The First Amendment on the Grounds in Charlottesville

August 14th, 2017

On Friday, August 11, I traveled to Charlottesville, Virginia to attend my co-clerk’s wedding. I was generally familiar with the controversy over the removal of the Robert E. Lee statue, but was not aware that white supremacist demonstrations were scheduled for the weekend. After the rehearsal dinner wrapped, I drove back to the hotel along Main Street. As we approached the Rotunda—the center of the campus designed by Thomas Jefferson himself—the traffic ahead suddenly slowed to a crawl. In the distance, we saw some lights. At first glance, it appeared to be a candlelight vigil, but we quickly realized what was going on. Hundreds of white nationalists with torches were walking down the steps of the Rotunda, chanting something incoherent, though the word “Jews” was distinctly pronounced. The sight was surreal; I was more stunned than afraid.

 

 

Our hotel was a few blocks away. We drove back to the room, and checked #Charlottesville on Twitter to see what was going on. Moments earlier, the police had declared the gathering an unlawful assembly, and broke it up. (Some reports suggest pepper spray was fired).

_Tasks to complete:_
a) Quote the Charlottesville account word for word, from "Our hotel was" to "spray was fired).".
b) In the Charlottesville account, what event did the writer travel to Charlottesville to attend?
The lines after this point are separate material with no connection to the Charlottesville account.

_Given entries:_
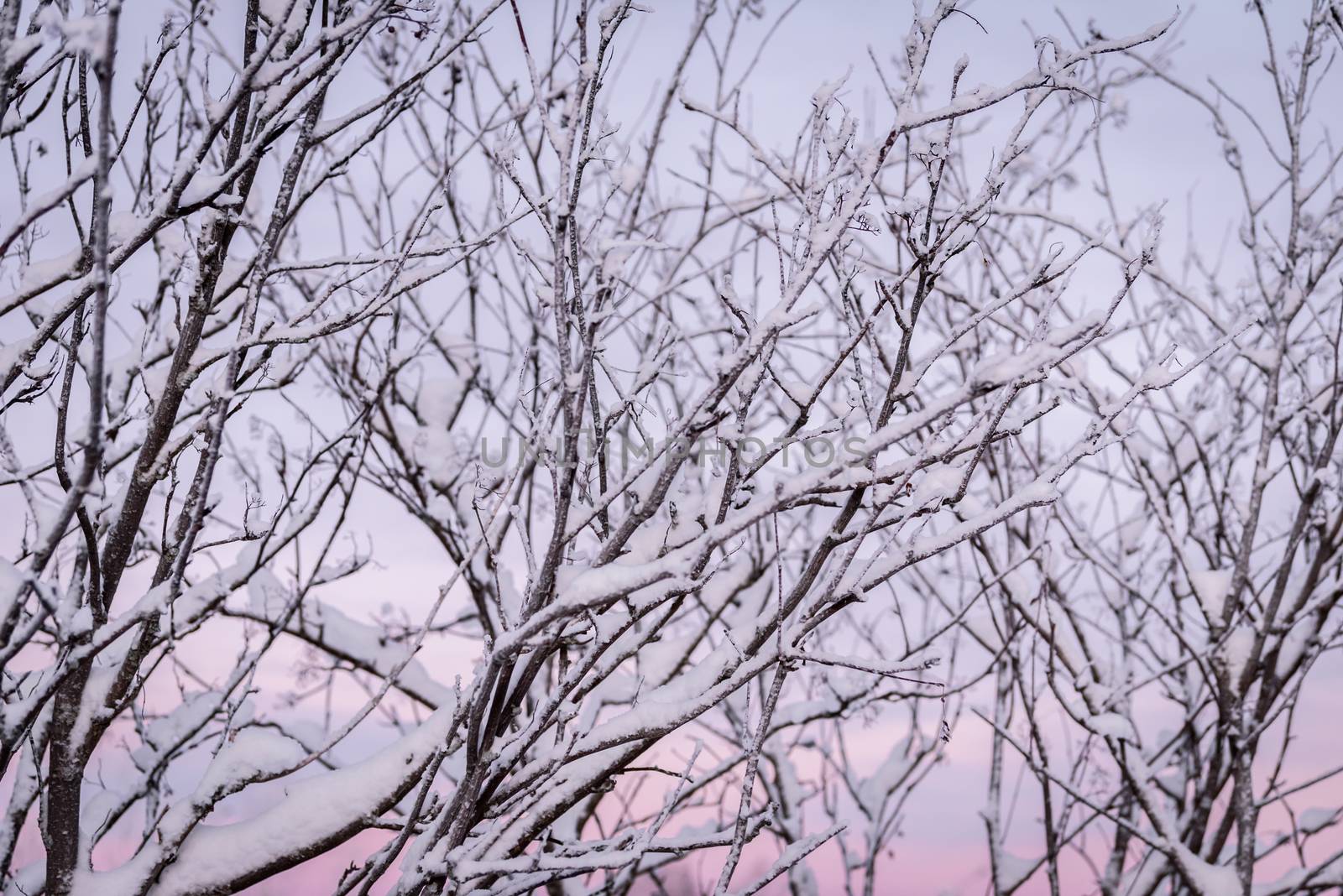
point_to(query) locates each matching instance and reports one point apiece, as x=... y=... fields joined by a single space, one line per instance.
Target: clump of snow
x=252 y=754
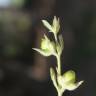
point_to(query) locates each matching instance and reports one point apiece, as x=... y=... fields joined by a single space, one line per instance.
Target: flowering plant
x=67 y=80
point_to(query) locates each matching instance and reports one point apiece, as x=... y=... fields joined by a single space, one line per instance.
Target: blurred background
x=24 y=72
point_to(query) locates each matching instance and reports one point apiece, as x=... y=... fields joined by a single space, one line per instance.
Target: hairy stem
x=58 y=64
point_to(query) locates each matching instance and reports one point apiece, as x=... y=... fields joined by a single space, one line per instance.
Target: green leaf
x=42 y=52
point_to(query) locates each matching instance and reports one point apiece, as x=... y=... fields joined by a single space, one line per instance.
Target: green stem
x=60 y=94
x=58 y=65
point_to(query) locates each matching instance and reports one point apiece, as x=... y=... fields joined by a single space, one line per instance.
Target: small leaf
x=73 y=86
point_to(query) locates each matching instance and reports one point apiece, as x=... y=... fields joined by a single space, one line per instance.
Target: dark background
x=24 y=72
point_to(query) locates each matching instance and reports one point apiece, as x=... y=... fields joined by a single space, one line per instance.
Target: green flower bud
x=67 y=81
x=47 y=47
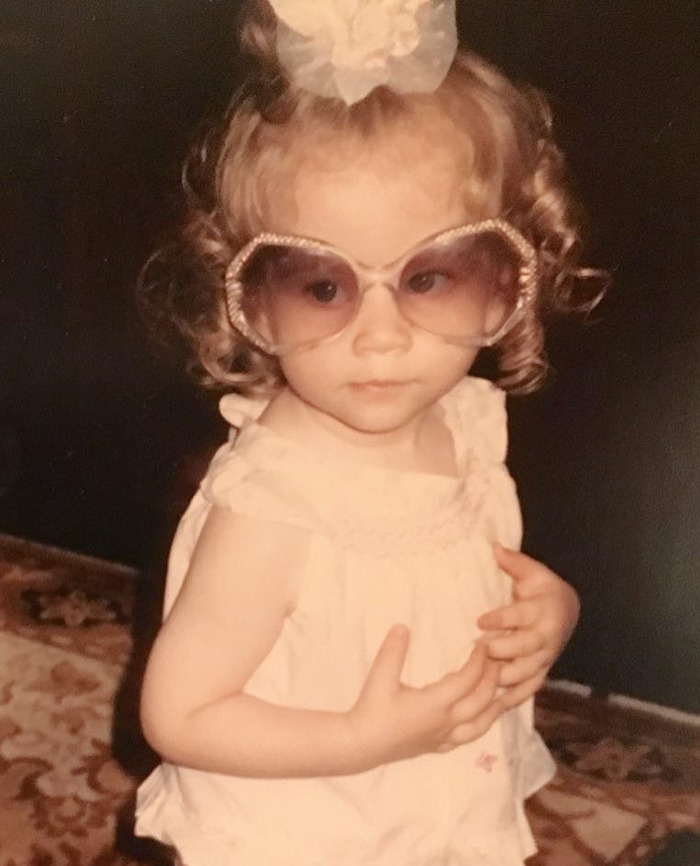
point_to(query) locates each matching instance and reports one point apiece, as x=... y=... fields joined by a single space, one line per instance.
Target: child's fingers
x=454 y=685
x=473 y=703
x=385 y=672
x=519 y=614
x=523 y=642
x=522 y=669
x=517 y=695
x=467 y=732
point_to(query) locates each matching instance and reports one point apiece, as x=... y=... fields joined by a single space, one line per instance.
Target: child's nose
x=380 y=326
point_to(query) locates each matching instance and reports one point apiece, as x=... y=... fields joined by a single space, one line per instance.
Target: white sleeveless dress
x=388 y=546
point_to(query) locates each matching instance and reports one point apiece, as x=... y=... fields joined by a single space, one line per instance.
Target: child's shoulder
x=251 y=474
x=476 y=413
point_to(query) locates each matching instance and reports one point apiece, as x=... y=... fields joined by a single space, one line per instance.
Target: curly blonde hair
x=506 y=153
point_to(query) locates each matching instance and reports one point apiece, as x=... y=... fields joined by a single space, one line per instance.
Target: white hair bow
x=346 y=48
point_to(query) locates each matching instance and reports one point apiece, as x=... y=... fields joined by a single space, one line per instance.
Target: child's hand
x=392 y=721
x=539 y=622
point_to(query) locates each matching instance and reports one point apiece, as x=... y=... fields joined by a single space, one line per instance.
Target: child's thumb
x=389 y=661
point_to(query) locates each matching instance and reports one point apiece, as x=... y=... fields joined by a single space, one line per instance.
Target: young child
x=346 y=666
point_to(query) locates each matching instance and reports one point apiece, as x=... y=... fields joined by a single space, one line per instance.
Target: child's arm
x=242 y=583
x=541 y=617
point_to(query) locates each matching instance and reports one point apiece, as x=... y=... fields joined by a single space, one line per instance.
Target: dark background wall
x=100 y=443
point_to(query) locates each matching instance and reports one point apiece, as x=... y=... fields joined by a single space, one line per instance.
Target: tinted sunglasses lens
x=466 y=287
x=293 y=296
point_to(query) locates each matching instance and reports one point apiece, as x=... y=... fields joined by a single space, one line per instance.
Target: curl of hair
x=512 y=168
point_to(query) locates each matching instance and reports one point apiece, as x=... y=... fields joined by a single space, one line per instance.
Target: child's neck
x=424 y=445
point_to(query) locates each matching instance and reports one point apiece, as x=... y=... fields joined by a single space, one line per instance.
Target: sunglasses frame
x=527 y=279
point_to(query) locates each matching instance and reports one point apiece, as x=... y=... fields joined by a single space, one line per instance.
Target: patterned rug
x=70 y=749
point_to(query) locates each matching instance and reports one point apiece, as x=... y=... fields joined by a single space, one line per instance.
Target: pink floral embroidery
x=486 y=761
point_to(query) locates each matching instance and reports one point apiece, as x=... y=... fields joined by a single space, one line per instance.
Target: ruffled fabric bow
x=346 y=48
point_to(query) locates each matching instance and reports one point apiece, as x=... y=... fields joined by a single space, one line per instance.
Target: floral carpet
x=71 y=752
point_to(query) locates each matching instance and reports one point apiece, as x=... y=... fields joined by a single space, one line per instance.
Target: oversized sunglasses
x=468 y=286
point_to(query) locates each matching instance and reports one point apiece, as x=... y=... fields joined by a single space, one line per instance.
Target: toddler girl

_Completed exercise:_
a)
Our hotel was a few blocks away. We drove back to the room, and checked #Charlottesville on Twitter to see what was going on. Moments earlier, the police had declared the gathering an unlawful assembly, and broke it up. (Some reports suggest pepper spray was fired).

b) The wedding of the writer's co-clerk.